▶ _DIRECTIONS FOR THIS TASK_: Collect every line in the material below that contains the string "house", and copy each one out. Treat uppercase and lowercase letters as different.

▶ _DATA SECTION_:

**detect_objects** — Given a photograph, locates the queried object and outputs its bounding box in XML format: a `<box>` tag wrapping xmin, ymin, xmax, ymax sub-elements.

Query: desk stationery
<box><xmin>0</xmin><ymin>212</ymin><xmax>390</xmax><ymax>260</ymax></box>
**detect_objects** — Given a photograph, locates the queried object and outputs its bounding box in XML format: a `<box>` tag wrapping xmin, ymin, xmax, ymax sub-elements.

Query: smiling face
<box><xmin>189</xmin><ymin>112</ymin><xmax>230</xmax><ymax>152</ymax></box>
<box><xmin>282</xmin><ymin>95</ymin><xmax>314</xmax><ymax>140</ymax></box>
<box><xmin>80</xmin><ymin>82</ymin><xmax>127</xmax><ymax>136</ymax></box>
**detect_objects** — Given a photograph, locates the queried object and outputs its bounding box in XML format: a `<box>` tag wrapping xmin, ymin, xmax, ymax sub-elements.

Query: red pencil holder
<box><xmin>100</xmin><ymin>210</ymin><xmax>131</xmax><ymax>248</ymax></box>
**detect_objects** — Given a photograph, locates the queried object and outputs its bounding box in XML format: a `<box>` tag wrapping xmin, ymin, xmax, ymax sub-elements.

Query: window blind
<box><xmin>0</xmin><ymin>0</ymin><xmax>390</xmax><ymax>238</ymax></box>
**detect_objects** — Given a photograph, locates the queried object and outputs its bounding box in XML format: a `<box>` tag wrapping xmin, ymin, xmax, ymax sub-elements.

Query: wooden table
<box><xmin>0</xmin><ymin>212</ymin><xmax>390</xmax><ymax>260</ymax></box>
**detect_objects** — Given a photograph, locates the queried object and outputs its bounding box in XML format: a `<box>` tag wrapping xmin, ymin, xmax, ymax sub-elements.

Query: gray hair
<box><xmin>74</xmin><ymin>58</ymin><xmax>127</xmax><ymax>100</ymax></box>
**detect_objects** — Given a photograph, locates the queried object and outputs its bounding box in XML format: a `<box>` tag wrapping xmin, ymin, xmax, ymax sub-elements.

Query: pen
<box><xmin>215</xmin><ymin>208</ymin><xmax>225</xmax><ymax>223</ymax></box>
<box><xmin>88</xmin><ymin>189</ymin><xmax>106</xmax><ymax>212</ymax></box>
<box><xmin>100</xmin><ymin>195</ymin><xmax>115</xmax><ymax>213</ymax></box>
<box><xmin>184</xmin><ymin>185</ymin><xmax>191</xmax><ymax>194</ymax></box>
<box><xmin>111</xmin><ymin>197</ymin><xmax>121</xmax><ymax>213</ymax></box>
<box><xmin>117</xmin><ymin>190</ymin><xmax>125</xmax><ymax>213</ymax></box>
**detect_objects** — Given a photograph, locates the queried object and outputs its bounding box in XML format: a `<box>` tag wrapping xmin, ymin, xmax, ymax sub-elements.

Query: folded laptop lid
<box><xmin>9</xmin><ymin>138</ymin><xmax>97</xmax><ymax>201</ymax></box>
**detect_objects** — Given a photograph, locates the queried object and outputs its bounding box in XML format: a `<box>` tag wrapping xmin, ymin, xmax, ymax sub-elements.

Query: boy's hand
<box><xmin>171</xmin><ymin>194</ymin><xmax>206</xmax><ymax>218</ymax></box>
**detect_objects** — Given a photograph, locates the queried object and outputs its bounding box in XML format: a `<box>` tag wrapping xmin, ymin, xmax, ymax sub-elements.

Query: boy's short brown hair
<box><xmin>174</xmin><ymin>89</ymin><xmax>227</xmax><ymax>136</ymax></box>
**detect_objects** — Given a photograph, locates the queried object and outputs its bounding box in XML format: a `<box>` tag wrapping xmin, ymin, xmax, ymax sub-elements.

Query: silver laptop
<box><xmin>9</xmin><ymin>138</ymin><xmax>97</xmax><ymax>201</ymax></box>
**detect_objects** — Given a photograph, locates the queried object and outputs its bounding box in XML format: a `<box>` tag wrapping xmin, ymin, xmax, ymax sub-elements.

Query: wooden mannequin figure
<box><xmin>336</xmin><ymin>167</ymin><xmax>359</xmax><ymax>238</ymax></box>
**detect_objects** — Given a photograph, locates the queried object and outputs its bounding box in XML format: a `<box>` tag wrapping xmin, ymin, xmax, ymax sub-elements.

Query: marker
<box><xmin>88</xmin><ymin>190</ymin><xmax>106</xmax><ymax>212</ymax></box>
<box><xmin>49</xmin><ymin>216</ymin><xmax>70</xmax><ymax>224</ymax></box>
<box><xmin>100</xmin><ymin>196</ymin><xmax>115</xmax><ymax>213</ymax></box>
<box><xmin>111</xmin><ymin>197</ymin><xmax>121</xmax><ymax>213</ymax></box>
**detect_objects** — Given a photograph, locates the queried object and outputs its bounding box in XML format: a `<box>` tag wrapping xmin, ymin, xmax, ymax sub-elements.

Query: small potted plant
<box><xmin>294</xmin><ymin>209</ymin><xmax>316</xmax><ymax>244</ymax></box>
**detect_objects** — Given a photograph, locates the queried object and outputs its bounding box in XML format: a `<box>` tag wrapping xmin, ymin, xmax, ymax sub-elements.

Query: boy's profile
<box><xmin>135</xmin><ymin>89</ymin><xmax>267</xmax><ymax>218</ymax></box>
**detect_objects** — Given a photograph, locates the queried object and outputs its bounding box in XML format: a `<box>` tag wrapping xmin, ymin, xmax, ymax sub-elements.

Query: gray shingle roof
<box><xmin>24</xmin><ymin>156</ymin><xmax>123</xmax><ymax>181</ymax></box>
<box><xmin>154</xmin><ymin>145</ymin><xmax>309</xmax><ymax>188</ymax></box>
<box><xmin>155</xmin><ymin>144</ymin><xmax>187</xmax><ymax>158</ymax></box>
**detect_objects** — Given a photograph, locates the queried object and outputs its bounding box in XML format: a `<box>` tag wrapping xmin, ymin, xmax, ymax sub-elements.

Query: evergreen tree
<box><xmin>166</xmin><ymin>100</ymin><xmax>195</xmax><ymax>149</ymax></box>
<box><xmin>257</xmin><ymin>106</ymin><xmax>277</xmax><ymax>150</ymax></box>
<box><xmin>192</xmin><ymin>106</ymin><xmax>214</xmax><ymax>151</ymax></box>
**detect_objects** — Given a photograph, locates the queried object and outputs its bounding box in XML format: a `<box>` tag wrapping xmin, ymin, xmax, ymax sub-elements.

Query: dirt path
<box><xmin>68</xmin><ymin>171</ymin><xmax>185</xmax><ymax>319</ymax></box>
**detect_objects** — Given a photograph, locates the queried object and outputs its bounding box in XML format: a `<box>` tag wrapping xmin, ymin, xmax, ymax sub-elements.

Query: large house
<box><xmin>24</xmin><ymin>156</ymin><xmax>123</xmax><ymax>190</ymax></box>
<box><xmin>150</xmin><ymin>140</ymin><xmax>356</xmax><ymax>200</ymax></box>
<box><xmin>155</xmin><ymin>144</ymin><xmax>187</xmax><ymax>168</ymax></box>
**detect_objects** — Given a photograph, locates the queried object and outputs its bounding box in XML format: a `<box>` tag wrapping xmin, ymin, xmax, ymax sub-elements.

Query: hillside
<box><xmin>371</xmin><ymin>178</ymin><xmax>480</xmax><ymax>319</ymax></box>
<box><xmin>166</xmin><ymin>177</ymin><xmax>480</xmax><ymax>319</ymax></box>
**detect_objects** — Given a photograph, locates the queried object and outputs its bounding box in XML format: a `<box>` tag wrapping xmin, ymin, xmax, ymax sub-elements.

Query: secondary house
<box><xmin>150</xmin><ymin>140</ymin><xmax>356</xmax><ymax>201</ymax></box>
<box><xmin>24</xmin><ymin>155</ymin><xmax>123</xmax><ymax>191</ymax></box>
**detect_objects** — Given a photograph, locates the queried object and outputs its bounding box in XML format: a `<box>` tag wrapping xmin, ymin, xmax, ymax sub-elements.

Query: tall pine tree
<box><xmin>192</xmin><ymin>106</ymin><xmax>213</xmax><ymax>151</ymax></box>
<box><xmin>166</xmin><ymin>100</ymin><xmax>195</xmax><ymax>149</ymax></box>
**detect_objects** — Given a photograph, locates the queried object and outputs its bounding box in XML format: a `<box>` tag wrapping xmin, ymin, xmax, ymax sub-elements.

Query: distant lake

▶ _RESPONSE FOR THIS EXERCISE_:
Query: large house
Query: secondary house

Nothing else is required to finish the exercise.